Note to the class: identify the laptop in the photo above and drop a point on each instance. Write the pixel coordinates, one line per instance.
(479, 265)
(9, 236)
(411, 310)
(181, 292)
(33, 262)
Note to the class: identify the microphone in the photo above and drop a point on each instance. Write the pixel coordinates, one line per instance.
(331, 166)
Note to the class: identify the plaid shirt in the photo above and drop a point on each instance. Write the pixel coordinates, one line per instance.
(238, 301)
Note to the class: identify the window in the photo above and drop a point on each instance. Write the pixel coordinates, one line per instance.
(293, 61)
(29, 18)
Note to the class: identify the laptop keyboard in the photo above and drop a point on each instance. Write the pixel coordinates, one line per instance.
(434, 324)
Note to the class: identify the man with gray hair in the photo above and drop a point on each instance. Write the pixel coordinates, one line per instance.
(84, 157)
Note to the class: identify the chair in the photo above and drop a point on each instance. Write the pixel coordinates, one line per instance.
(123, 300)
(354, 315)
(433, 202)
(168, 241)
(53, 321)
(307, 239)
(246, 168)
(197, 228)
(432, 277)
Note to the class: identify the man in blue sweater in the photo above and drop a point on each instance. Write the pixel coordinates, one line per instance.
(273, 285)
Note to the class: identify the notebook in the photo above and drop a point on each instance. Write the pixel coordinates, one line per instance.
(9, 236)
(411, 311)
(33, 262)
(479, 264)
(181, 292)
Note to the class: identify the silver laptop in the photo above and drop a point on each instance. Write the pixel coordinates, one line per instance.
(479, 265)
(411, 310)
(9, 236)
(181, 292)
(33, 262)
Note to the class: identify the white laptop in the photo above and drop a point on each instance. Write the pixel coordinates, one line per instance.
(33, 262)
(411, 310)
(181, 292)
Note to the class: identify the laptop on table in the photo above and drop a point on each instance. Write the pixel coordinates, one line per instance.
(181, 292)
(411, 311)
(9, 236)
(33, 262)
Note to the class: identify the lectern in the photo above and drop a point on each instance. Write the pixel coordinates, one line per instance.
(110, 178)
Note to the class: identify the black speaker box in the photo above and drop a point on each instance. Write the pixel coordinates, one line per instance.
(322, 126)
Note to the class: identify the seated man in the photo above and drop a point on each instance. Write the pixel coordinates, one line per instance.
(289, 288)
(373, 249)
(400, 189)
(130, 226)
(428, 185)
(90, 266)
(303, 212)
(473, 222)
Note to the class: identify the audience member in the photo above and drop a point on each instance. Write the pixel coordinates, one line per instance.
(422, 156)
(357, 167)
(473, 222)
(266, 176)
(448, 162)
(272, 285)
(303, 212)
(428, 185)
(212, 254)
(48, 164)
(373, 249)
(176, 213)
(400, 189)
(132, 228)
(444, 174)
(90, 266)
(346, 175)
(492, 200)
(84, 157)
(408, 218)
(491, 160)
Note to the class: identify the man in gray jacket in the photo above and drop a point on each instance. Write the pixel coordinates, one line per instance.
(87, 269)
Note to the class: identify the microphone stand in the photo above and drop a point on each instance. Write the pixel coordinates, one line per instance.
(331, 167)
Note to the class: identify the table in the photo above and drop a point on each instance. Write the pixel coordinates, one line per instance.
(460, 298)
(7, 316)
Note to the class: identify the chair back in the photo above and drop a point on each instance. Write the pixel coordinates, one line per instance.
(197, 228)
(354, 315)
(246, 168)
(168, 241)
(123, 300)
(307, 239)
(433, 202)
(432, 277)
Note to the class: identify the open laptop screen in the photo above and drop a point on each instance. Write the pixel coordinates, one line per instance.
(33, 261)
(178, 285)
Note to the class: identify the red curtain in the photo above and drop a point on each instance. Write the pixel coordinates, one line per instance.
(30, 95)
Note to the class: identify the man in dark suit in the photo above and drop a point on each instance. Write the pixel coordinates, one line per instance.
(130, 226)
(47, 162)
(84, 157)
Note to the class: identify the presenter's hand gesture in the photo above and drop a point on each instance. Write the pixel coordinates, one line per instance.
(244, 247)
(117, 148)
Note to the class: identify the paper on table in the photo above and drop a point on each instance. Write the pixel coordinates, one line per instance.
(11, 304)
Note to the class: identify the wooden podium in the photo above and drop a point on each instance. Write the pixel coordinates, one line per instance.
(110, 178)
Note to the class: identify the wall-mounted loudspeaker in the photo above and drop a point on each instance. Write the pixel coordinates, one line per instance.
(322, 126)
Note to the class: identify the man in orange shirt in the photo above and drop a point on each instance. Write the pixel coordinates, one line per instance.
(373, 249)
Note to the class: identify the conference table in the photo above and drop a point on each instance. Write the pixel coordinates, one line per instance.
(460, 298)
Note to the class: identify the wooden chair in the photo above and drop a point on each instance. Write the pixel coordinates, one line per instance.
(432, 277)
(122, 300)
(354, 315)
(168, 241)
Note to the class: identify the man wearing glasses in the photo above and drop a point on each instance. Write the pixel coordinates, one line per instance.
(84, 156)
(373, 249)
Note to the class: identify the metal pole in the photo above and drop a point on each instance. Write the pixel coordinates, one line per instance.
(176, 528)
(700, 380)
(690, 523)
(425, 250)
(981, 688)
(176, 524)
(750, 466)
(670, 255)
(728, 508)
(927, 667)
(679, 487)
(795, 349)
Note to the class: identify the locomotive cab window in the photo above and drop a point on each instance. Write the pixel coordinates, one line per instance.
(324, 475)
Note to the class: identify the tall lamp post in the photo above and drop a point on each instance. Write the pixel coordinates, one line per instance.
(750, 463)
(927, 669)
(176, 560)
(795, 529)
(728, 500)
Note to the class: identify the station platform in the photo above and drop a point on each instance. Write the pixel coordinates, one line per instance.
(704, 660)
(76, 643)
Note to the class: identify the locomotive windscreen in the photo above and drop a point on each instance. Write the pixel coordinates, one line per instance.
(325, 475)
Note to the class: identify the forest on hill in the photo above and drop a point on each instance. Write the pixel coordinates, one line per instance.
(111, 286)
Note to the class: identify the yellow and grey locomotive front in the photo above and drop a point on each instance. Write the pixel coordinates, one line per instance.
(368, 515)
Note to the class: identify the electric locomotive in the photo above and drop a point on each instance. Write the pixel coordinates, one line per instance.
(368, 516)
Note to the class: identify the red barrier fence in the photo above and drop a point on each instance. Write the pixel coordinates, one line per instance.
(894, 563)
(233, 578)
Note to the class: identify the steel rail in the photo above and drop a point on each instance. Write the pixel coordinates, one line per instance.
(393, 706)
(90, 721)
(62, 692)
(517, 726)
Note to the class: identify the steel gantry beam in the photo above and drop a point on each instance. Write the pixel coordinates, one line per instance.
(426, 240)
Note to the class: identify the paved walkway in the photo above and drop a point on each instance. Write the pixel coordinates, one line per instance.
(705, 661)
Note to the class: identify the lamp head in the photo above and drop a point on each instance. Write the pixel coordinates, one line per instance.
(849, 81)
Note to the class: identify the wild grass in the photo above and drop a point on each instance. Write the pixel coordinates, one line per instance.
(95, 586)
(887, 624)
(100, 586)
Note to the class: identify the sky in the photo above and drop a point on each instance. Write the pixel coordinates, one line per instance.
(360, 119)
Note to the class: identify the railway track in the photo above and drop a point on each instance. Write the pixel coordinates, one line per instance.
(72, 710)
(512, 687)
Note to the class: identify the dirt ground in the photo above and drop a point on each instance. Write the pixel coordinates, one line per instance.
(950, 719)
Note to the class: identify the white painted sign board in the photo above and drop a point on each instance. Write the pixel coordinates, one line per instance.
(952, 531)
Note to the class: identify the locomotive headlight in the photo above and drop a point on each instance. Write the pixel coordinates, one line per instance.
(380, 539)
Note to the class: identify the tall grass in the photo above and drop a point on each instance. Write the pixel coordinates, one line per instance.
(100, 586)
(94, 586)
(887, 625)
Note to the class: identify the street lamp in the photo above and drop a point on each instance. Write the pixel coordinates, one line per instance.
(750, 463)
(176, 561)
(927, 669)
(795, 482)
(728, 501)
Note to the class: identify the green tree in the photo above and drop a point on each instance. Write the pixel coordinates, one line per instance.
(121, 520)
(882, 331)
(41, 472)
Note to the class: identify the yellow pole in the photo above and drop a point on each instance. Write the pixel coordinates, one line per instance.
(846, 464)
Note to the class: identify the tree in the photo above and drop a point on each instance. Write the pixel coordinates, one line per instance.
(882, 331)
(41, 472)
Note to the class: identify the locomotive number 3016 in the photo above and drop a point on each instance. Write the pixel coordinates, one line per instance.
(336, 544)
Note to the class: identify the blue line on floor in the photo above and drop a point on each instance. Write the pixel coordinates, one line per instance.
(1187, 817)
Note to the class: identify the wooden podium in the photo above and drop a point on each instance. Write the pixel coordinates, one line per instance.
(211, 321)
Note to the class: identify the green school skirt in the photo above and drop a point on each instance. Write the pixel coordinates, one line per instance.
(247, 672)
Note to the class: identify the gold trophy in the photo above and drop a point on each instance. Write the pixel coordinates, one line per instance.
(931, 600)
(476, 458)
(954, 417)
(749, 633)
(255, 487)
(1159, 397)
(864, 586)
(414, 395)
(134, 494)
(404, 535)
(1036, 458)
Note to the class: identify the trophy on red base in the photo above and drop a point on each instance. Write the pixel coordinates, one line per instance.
*****
Precisely the line with "Note to the class: identify the gold" and the lines after it, up to the last line of the entries above, are to be reproduced, and nothing more.

Note to the class: identify the gold trophy in the photo above and drop a point on each instance. Write the pixel coordinates, one line per instance.
(931, 600)
(476, 458)
(954, 417)
(749, 633)
(255, 487)
(1159, 397)
(864, 586)
(414, 395)
(134, 494)
(404, 535)
(1036, 458)
Note to the class: identify the trophy on red base in the photo above and drop a point on each instance. Write the pixel coordinates, one line per instance.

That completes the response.